→ **DOCUMENT**
The fuel injection valves 23 are located in the vicinity of the downstream end of the intake passage 21. The internal combustion engine 10 is equipped with the fuel injection valves 23 for the cylinders 11 respectively. That is, the internal combustion engine 10 is equipped with the four fuel injection valves 23 corresponding to the four cylinders 11 respectively. The fuel injection valves 23 inject the fuel supplied from a fuel tank (not shown) into the intake passage 21. The ignition devices 24 are located in the cylinders 11 respectively. The internal combustion engine 10 is equipped with the four ignition devices 24 corresponding to the four cylinders 11 respectively. The ignition devices 24 ignite the mixture of fuel and intake air through spark discharge.

The exhaust passage 26 is connected to the cylinders 11. A region of the exhaust passage 26 including an upstream end thereof branches off into four passages. These passages are connected to the cylinders 11 respectively. The exhaust passage 26 discharges exhaust gas to the outside of the internal combustion engine 10 from the respective cylinders 11.

The three-way catalyst 27 is located downstream as viewed from the branching region of the exhaust passage 26. The three-way catalyst 27 controls the emission of exhaust gas flowing through the exhaust passage 26. The filter 28 is located downstream as viewed from the three-way catalyst 27 in the exhaust passage 26. The filter 28 collects the particulate matter contained in exhaust gas flowing through the exhaust passage 26.

The crankshaft 12 is coupled to pistons (not shown) located in the cylinders 11 respectively. The crankshaft 12 rotates through the combustion of the mixture of fuel and intake air in the cylinders 11.

The vehicle 100 is equipped with a first planetary gear mechanism 40, a ring gear shaft 45, a second planetary gear mechanism 50, a deceleration mechanism 62, a differential mechanism 63, and a plurality of driving wheels 64. The first planetary gear mechanism 40 is equipped with a sun gear 41, a ring gear 42, a plurality of pinion gears 43, and a carrier 44. The sun gear 41 is an external gear. The sun gear 41 is connected to the first motor-generator 71. The ring gear 42 is an internal gear, and is located coaxially with the sun gear 41. Each of the pinion gears 43 is located between the sun gear 41 and the ring gear 42. Each of the pinion gears 43 meshes with both the sun gear 41 and the ring gear 42. The carrier 44 supports the pinion gears 43. Each of the pinion gears 43 can rotate around an axis thereof, and can revolve around the crankshaft 12 by rotating together with the carrier 44. The carrier 44 is connected to the crankshaft 12.

The ring gear shaft 45 is connected to the ring gear 42. Besides, the ring gear shaft 45 is connected to the driving wheels 64 via the deceleration mechanism 62 and the differential mechanism 63. The deceleration mechanism 62 reduces a rotational speed of the ring gear shaft 45 and outputs the reduced rotational speed. The differential mechanism 63 allows a difference in rotational speed to be created between the right and left driving wheels 64.

Excerpts from point annotation records:

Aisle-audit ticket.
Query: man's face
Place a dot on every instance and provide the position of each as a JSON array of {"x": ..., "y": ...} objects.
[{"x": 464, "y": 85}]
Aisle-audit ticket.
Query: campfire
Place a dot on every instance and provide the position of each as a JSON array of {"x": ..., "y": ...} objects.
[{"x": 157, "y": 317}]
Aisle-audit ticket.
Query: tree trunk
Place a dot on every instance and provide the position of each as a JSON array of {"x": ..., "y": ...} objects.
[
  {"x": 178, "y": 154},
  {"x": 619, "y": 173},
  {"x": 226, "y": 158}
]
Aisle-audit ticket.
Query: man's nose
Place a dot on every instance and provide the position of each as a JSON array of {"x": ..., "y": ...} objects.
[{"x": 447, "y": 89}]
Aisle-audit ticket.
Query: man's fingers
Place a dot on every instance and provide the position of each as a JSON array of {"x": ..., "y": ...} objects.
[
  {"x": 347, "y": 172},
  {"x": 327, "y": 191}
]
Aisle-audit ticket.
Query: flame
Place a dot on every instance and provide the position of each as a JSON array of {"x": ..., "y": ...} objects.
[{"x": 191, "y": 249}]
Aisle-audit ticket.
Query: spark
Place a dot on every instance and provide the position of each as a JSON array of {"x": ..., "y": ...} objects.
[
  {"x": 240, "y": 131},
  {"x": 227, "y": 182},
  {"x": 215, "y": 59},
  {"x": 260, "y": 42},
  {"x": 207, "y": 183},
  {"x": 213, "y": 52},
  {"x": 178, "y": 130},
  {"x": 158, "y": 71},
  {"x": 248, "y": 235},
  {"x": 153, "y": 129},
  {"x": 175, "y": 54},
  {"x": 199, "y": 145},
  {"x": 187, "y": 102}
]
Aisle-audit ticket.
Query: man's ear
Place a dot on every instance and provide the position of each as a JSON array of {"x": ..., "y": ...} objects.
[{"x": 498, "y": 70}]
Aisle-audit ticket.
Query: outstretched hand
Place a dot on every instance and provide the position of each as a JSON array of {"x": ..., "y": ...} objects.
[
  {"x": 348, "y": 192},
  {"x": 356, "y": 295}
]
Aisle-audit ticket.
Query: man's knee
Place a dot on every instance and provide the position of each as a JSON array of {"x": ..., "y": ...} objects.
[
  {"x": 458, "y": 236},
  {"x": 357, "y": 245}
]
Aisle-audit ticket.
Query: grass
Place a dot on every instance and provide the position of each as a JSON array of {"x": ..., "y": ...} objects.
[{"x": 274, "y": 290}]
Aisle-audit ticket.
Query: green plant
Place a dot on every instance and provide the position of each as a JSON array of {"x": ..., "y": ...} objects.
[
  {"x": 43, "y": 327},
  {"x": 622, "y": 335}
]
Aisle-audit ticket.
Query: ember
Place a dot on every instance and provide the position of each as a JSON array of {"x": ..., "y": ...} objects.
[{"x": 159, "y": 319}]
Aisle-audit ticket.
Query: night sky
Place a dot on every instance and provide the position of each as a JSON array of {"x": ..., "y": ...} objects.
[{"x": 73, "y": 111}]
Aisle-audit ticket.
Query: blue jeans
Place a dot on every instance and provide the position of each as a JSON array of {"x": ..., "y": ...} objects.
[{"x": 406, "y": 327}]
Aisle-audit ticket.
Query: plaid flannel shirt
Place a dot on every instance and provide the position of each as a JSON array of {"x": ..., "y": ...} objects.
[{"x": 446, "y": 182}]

→ **SET PROBLEM**
Continue the description of the hybrid vehicle's engine and gear mechanisms from where it stops. The records are not needed for this.

→ **REPLY TO THE TASK**
The second planetary gear mechanism 50 is equipped with a sun gear 51, a ring gear 52, a plurality of pinion gears 53, a carrier 54, and a case 55. The sun gear 51 is an external gear. The sun gear 51 is connected to the second motor-generator 72. The ring gear 52 is an internal gear, and is located coaxially with the sun gear 51. The ring gear 52 is connected to the ring gear shaft 45. Each of the pinion gears 53 is located between the sun gear 51 and the ring gear 52. Each of the pinion gears 53 meshes with both the sun gear 51 and the ring gear 52. The carrier 54 supports the pinion gears 53. Each of the pinion gears 53 can rotate around an axis thereof. The carrier 54 is fixed to the case 55. Accordingly, the pinion gears 53 cannot revolve around the crankshaft 12.

The vehicle 100 is equipped with a battery 75, a first inverter 76, and a second inverter 77.

The first inverter 76 carries out conversion between AC electric power and DC electric power, between the first motor-generator 71 and the battery 75. Besides, the first inverter 76 adjusts the amount of electric power given and received between the first motor-generator 71 and the battery 75. The second inverter 77 carries out conversion between AC electric power and DC electric power, between the second motor-generator 72 and the battery 75. The second inverter 77 adjusts the amount of electric power given and received between the second motor-generator 72 and the battery 75.

The vehicle 100 is equipped with an airflow meter 81, a coolant temperature sensor 82, an intake air temperature sensor 83, a crank angle sensor 84, an accelerator operation amount sensor 85, and a vehicle speed sensor 86.

The airflow meter 81 is located upstream as viewed from the throttle valve 22 in the intake passage 21. The airflow meter 81 detects an intake air amount GA that is an amount of intake air flowing through the interior of the intake passage 21 per unit time. The coolant temperature sensor 82 detects a coolant temperature THW that is a temperature of coolant flowing through various portions of the internal combustion engine 10. The intake air temperature sensor 83 detects an intake air temperature THA that is a temperature of intake air flowing through the intake passage 21. The crank angle sensor 84 detects a crank angle SC that is a rotational angle of the crankshaft 12. The accelerator operation amount sensor 85 detects an accelerator operation amount ACC that is an operation amount of an accelerator pedal operated by a driver. The vehicle speed sensor 86 detects a vehicle speed SP that is a speed of the vehicle 100.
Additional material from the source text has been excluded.